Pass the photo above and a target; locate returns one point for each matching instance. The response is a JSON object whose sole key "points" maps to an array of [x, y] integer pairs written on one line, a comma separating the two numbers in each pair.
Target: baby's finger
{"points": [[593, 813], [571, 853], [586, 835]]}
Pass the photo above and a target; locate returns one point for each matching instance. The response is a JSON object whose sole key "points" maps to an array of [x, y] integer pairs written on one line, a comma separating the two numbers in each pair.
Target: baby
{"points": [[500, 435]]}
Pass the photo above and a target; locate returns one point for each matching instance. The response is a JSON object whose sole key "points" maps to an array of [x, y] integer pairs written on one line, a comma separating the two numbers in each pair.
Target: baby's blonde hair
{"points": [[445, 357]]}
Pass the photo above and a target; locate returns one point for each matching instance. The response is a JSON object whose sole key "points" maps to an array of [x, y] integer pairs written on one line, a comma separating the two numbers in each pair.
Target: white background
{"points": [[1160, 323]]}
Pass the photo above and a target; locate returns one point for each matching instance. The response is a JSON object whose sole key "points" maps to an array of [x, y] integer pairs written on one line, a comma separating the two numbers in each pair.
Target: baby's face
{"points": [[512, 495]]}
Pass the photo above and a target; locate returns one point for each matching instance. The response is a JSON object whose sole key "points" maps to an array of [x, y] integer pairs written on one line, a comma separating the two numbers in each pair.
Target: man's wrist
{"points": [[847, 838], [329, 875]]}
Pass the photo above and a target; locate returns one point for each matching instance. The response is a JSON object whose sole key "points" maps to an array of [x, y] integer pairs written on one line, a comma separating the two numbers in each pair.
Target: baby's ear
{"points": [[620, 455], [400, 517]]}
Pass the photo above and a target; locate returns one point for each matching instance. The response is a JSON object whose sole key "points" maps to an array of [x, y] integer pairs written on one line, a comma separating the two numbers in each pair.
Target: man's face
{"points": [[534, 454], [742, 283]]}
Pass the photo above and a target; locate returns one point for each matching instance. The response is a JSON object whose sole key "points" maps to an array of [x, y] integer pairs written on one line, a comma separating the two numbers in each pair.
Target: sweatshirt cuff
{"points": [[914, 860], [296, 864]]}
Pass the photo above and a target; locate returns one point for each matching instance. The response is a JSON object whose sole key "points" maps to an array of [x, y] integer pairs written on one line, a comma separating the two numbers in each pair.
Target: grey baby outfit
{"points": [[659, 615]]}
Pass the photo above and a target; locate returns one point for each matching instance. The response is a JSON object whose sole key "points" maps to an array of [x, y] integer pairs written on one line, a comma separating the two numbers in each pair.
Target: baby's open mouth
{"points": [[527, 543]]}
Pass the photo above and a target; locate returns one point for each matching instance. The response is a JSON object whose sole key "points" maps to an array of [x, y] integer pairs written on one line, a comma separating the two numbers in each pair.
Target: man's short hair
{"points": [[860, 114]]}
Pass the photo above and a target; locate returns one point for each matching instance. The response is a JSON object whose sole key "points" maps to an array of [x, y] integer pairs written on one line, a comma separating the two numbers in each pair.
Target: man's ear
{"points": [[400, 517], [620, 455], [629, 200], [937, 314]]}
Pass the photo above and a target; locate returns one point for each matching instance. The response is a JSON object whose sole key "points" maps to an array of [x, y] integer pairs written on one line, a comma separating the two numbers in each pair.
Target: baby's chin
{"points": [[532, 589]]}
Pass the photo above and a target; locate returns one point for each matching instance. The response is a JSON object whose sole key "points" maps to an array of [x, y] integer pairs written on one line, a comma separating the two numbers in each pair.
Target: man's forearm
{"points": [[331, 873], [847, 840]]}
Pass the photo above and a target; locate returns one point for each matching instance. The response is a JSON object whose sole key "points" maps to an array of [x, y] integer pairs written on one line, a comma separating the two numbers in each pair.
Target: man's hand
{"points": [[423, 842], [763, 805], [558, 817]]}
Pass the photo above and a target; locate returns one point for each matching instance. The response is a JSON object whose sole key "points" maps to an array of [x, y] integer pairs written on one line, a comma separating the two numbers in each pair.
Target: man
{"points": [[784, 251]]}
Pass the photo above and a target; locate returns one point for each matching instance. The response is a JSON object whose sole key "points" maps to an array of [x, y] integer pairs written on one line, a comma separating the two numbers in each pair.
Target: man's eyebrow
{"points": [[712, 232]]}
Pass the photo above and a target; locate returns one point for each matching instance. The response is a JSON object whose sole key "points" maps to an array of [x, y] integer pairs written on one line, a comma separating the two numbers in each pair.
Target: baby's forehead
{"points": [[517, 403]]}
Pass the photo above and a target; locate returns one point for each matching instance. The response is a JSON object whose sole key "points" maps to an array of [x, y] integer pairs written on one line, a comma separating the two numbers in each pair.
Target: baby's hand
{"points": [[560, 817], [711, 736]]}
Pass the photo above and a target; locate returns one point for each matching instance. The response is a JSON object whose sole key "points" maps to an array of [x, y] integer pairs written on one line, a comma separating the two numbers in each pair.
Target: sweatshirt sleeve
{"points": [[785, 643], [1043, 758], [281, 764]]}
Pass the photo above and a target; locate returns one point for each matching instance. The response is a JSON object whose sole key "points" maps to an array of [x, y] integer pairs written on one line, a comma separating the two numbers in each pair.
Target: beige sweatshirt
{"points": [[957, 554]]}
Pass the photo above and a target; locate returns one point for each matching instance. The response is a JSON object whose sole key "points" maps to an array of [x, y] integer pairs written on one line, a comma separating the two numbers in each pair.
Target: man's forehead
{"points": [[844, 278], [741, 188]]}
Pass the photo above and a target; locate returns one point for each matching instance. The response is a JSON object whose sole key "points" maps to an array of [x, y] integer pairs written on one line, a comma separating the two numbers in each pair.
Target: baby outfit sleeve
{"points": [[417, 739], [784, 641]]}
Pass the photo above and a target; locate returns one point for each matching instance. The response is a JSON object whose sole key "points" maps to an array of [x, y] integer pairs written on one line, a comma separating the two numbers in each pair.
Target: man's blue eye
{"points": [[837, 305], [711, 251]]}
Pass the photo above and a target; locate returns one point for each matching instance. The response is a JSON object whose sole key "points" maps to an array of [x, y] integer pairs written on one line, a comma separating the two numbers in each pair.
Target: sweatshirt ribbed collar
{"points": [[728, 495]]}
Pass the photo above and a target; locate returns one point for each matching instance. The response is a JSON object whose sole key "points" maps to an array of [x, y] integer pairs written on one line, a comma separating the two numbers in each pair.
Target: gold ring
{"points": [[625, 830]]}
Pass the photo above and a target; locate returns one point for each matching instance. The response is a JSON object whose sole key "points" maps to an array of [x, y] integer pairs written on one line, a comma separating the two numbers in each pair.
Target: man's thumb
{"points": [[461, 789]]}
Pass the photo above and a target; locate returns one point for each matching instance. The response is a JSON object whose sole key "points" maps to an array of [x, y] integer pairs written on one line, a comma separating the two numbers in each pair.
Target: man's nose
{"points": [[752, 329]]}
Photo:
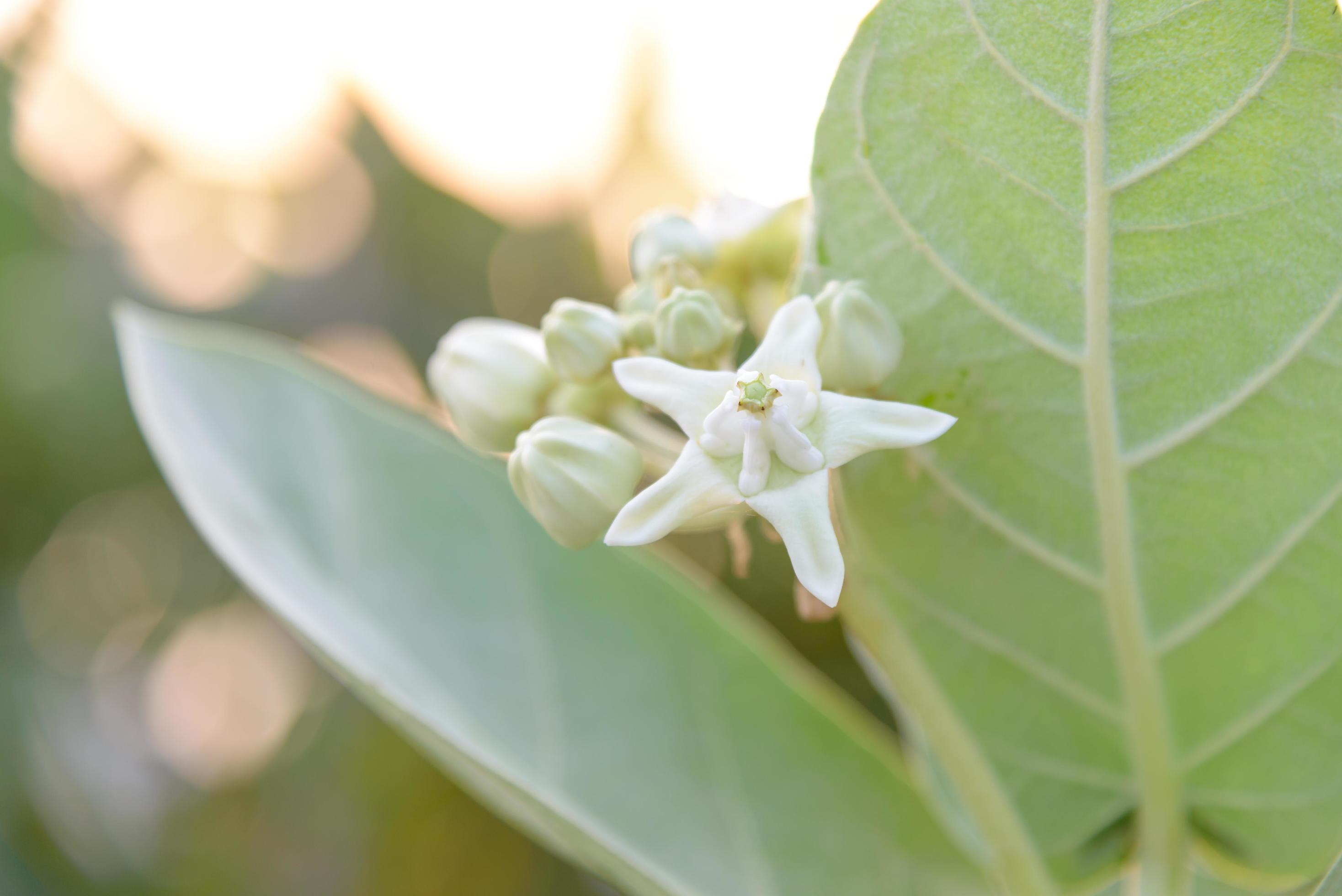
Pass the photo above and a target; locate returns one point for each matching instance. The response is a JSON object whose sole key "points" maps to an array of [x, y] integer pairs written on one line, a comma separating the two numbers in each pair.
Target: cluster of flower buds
{"points": [[580, 401]]}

• What to produce: Return the listing above in full and exactly, omitting all pictures.

• Solution for this exercise:
Pass the photo above and a target; locate returns one point for each matching instance. The response is a JSON object whose sole key "points" maps to an array of [x, y] integer pairs written on one line, a comma separating the two numbers in each pair.
Target: baby's finger
{"points": [[593, 813], [571, 853], [586, 835]]}
Pass the photo above and a target; locate returns one point for each matching instance. The response is a JSON object whose sole key "points" maps to an array of [x, y] integer pairs written on one line, a comma separating the two numbers in each pair.
Target: baby
{"points": [[500, 435]]}
Pass the photo above and a target; locate returns one point for each matching instance. The response is a JSON object whose sole key "points" maps to an array of [x, y] integer pairs written on one line, a comma separating the two numbers in each pair.
Target: baby's blonde hair
{"points": [[445, 357]]}
Pass the photo above and a target; locate returns one point for each matching instance. The response is a JSON object whose sole key "points" maps to an array of [x, y] integer pairs written on one line, a comma separating the two numbers in each pair.
Target: white background
{"points": [[1160, 323]]}
Pass the photo above and a target; locate returns one point for each matching instance. The response is a JSON object whose sole key "points" maps to an array of [x, y] integer pairs written on one line, a comma separating the two numbers in each pair.
Target: baby's face
{"points": [[512, 495]]}
Pass the photo above and a target; locate returns one point for each matching instance. The response is a JSON object whose sole key "points" maps to an array of [x, y] integer pairs written on one line, a comma separating the two numbers in each pair.
Target: man's wrist
{"points": [[847, 838], [329, 875]]}
Pass the photo above and a target; locate returns one point for each matching instance. The response is a JSON object whose sole key "points" maps to an array of [x, y] integer pairs written on one line, a comma separating the two numbers in each pair.
Target: baby's ear
{"points": [[620, 455], [400, 517]]}
Pass the photo above and a target; locate returns one point for each matching instance. The response is a JSON object whose sole key "points" maps to an array of [x, y] integer pairs written on one line, a comma separating the two numbers in each pair.
Target: man's face
{"points": [[534, 454], [742, 283]]}
Pass the photo above and a target; locate returns one point for each matching instance. The response is a JSON object whose sole key "points" maps to an array of [x, y] integer pairs written on one line, a comma separating the two numbers in each pair.
Target: sweatshirt cuff
{"points": [[914, 860], [296, 864]]}
Pass the photo above and a target; locate returns one point for each matching instance. The response is a JSON object whose sole key "points" maps to an array of [x, y] integer pairs written on one line, a comma separating the two numbers in each pair.
Target: grey baby outfit
{"points": [[659, 615]]}
Pass the photo above and a target; locate returns one point for each matching instance. The response is a JSON object whose sole key "points" maps to an array of [x, y] integer pairs written on one line, a comma separating the two numbers in each pair.
Target: baby's open mouth
{"points": [[527, 543]]}
Pass the photo above and a target; locate returns one point for each matching instance. The response is a JSON object whose sole key "points" maps to an array of [x, y] integer pairs written on one line, a comma separating the two numbers in each pair.
Target: man's short hair
{"points": [[860, 114]]}
Pass the photo above and a target; locate returns one point for each matching instance. The response is a JSON object whose sole key "points" maps to an array of [x, y] integer pairs written on one line, a comma separating the two numbers in each pair.
Target: man's ear
{"points": [[400, 517], [620, 455], [629, 200], [937, 314]]}
Pass the photo above and a target; locate returns one point for each matching instance. The response is a JSON object whose sole key "points" maps to an array of [x, y] integer pairs written on one line, a comma separating the two numbers in each pair.
Target: baby's chin
{"points": [[532, 589]]}
Pass the photo above and a target; locate returns one point for each matching instance. The response is a JSON object whose sole key "points" maps to an array of [x, y] integer pairs written on one line, a comma separating the two numbers in each pair.
Target: man's forearm
{"points": [[331, 873], [847, 840]]}
Pass the photo above and a target; locate returns one point for each matching instance. The response is a JSON object whose sole key "points" maps to an array of [x, y] integer pairs written on one line, a comma separating the two numbers in each pair.
Target: man's hand
{"points": [[423, 842], [763, 805], [558, 817]]}
Pass the photo above and a target; locate returns one point for each matching instance. The response is a JSON object whose sole key "points" maps to an array of [x, y] integer pairs written on one line, a comma separating the two numbers in each pair.
Target: man
{"points": [[784, 251]]}
Pass the photo above and a target; locate returns one point for each matching instance. The response is a JSON object whose sole key "points" maps to an array of [x, y] integer pairs written on one line, a comma separating the two numbers in each pair.
Target: man's eyebrow
{"points": [[712, 232]]}
Pass the photo above and a target; locate returns one point for each matching instance. The response is a JSON object whose sole key "points" maps to an array of [x, y] integer pairs written on one line, a comma separating the two numbers in each pair.
Target: baby's forehead
{"points": [[517, 403]]}
Pass the photo above and a target; locate returns one point for each matching instance. The response is a JSON object whose sole key "points" maps to an array of [x, y] integer pairs written on one line, a comma separating the two numbers in each pair.
Target: baby's hand
{"points": [[560, 817], [711, 736]]}
Pass the photo above and a target; locate returns one point for each matching instance. The response is a JSON object whose sole key "points" maps to an array of [x, y] integer pairs written on one line, a comma separating the two numbers in each pair.
Target: sweatshirt sleeve
{"points": [[785, 643], [1043, 758], [281, 764]]}
Pass the photo above and a target; locate returns one point for each matching instance. The response is a JSON object whose sole key "points" maps to an array of [x, y] integer pairs written on one line, a comma separating the two numbers in each pair.
Target: beige sweatshirt
{"points": [[957, 554]]}
Pass the photo above and a target; locate returns one point for each matching instance. The response is a JSON object whose sole key "points" maps to an array of [x, y] integer pairs written on one line, a comma separating the two numbers in each pair.
Target: man's forehead
{"points": [[844, 278], [741, 188]]}
Pass the photo above and a target; locate returns one point for each matching instance. The response is a JSON object whose sole key "points" maps to an array of [x, y] integer pairs written on one line, a comma separating the two numbers in each pair.
Target: baby outfit sleeve
{"points": [[417, 739], [784, 641]]}
Pass the photo above and a target; locate returns one point for each matching instance. The response is a JSON object whose sole key "points" maps to an array of [x, y] integer pairs written on one line, a comma separating the two numbers in each pair.
Target: man's blue eye
{"points": [[837, 305], [711, 251]]}
Pass the photo above and a target; locate returns one point for each matching instance. The response is a JSON object whose sole key "points" maps to an array of [x, y] integer pairs written on one line, a comma separating the two numbers in each pair.
Target: sweatshirt ribbed collar
{"points": [[728, 495]]}
Pass the photo above and a target; locate returns one point for each matching instance. The response is a JSON object whose sole key "points" maps to an array of [x, y] integer pairs written on one line, a comma separating the two numbers in each pair.
Target: gold ring
{"points": [[625, 830]]}
Pass the photo above and a target; locate returns one point for each matching instance. The response is a JSON object whose sole key "points" maps to an array of [x, y] integer pairs written on one line, a comma separating the two numbers in each pair.
Target: man's thumb
{"points": [[461, 789]]}
Pass the photo above and a target; locate returns one point for each matching instance. The response is a JSON object whose sole key "points" maps to an array of [x, y] integer pairs written on one line, a comma separating the two numbers in each pair.
Target: man's nose
{"points": [[752, 329]]}
Photo:
Pass the photo above and a target; locate returns one point for each matching instance. The response is a JSON object whose sole key "points" maps to an array of [x, y] integer pairs written on one line, a comma separating the two numbers in each pair.
Target: cluster of flower buds
{"points": [[580, 401]]}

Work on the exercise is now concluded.